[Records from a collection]
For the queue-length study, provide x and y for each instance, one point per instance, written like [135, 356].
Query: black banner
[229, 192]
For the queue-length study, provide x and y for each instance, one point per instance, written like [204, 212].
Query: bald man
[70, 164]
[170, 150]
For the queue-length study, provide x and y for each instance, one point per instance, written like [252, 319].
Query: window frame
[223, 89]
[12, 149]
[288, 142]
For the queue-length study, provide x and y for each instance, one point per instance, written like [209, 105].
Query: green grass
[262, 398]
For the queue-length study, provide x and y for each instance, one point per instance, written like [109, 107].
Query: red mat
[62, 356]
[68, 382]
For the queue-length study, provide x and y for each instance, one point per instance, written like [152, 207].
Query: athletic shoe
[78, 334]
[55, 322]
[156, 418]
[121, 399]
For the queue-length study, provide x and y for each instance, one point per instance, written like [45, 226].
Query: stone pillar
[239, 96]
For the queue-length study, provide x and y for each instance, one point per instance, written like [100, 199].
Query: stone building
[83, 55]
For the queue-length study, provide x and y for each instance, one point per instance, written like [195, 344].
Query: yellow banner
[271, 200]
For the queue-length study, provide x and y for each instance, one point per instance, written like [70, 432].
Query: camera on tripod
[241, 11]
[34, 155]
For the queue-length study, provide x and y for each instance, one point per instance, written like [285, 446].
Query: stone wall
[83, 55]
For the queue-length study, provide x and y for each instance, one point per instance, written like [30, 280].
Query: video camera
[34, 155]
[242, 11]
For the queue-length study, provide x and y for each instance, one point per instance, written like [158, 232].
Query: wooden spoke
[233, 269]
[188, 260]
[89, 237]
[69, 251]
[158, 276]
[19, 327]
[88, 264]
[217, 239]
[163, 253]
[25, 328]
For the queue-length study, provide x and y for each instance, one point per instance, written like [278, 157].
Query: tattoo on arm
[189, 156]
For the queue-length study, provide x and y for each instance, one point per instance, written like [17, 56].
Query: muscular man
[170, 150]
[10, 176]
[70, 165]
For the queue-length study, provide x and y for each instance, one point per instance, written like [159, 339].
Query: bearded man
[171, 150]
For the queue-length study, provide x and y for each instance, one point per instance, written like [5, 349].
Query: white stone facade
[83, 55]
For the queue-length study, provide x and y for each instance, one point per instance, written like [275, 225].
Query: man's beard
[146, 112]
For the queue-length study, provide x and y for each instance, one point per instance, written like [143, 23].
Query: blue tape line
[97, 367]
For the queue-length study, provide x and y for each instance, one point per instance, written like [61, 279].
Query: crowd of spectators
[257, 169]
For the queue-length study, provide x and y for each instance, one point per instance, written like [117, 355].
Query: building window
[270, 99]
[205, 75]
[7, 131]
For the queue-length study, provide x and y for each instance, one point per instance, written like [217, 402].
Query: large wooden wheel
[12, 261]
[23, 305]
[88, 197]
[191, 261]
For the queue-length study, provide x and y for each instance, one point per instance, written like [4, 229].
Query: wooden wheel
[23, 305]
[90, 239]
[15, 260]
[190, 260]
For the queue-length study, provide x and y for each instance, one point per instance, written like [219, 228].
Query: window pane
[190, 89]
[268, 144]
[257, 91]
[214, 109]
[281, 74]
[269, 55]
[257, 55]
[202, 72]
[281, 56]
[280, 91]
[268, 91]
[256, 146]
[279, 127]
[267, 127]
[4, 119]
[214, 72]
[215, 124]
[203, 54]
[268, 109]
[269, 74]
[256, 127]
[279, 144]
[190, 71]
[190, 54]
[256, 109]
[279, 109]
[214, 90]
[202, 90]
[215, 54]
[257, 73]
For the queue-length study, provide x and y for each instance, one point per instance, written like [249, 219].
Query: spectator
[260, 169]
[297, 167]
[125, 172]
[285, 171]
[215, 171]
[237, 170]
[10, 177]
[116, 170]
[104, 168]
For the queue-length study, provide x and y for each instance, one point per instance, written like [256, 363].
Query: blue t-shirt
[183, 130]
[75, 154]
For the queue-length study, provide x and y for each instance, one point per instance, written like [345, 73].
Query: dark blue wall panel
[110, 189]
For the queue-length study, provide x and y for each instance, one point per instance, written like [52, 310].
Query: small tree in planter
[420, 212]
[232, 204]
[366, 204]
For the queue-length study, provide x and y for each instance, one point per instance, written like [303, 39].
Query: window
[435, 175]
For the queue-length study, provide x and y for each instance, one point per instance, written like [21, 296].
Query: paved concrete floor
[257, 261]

→ **WHAT THIS TASK INVOLVES**
Precisely as given, transcribe all of the entries above.

→ **ANSWER**
For the queue-length study, provide x and y for each instance, one point per instance, written like [135, 356].
Query: black banner
[229, 192]
For the queue-length study, provide x and y for each instance, one point per instance, written like [204, 212].
Query: bald man
[70, 164]
[170, 150]
For the queue-length study, provide x and y for each instance, one point per instance, written like [252, 319].
Query: window frame
[223, 89]
[12, 149]
[288, 142]
For the queue-length study, provide x and y for each instance, one point per instance, written like [209, 105].
Query: green grass
[262, 398]
For the queue-length study, provide x and y for each instance, one point per instance, written like [109, 107].
Query: red mat
[62, 356]
[68, 382]
For the queue-length study, provide x and y for each instance, one point per instance, written like [152, 207].
Query: athletic shoe
[78, 334]
[55, 322]
[156, 418]
[121, 399]
For the queue-length study, provide x and y for each instance, one point per instance, written like [45, 226].
Query: stone pillar
[239, 96]
For the queue-length study, provide x and y for each instance, one point per instance, written like [100, 199].
Query: stone building
[83, 55]
For the queue-length study, provide x and y for each instance, one point per instance, written like [195, 344].
Query: yellow banner
[271, 200]
For the queue-length study, provide x and y for each instance, one point per instance, written like [70, 432].
Query: camera on tripod
[241, 11]
[34, 155]
For the queue-length study, provide x and y for each instance, one point per instance, written like [285, 446].
Query: stone wall
[83, 55]
For the queue-length study, provide x and y for each instance, one point per instance, written like [30, 280].
Query: video camera
[34, 155]
[242, 11]
For the queue-length study, provide x and y for each instance, one point per instance, written like [158, 232].
Query: wooden spoke
[233, 269]
[188, 260]
[89, 237]
[69, 251]
[158, 276]
[19, 327]
[88, 264]
[217, 239]
[163, 253]
[25, 328]
For the queue-length study, provide x and y for each instance, one point per instance, written like [278, 157].
Query: tattoo on arm
[189, 156]
For the queue-length study, provide x and y for each instance, one point per instance, written like [17, 56].
Query: muscular man
[170, 150]
[10, 176]
[70, 165]
For the queue-length study, provide x and y for each instance, one point per instance, written like [159, 339].
Query: bearded man
[171, 150]
For the queue-length study, provide x and y for each instance, one point per instance, written like [5, 349].
Query: white stone facade
[83, 55]
For the queue-length study, provide x and y for each instance, one point per instance, written like [275, 225].
Query: man's beard
[146, 112]
For the queue-length study, provide x and y for each instance, one point per instance, written like [143, 23].
Query: blue tape line
[97, 367]
For the queue-length study, provide x and y for each instance, one point per instance, written like [61, 279].
Query: crowd of spectators
[257, 169]
For the queue-length study, provide x and y for each instance, one point per instance, written like [117, 355].
Query: building window
[270, 99]
[205, 75]
[7, 131]
For the queue-length study, provide x and y for each instance, one point per instance, written like [217, 402].
Query: large wooden wheel
[12, 261]
[23, 305]
[88, 197]
[191, 261]
For the queue-length study, provide x and y for each instance, one point per instance, written like [4, 229].
Query: wooden wheel
[23, 305]
[90, 239]
[15, 260]
[190, 260]
For the queue-length study, provide x and y for each instance, one point per instance, written like [219, 228].
Query: window pane
[190, 89]
[268, 144]
[257, 91]
[214, 109]
[281, 74]
[269, 55]
[257, 55]
[202, 72]
[281, 56]
[280, 91]
[268, 91]
[256, 146]
[279, 127]
[267, 127]
[4, 119]
[214, 72]
[215, 124]
[203, 54]
[268, 109]
[269, 74]
[256, 127]
[279, 144]
[190, 71]
[190, 54]
[256, 109]
[279, 109]
[214, 90]
[202, 90]
[215, 54]
[257, 73]
For the queue-length study, provide x and y for each instance, one point per instance, written like [249, 219].
Query: spectator
[260, 169]
[297, 167]
[125, 172]
[285, 171]
[215, 171]
[237, 170]
[10, 177]
[116, 170]
[104, 168]
For the queue-length study, provide x and y for each instance, one point per instance, written like [256, 363].
Query: blue t-shirt
[183, 130]
[75, 154]
For the queue-length study, provide x and y for each instance, one point per instance, written like [345, 73].
Query: dark blue wall panel
[110, 189]
For the queue-length study, provide x and y for each instance, one point per instance, written like [52, 310].
Query: small tree in planter
[420, 212]
[232, 204]
[366, 204]
For the queue-length study, provide x and y for each instance, one point per instance, written like [303, 39].
Query: window
[435, 175]
For the queue-length study, provide x and y for each instance, one point per instance, written like [21, 296].
Query: paved concrete floor
[257, 261]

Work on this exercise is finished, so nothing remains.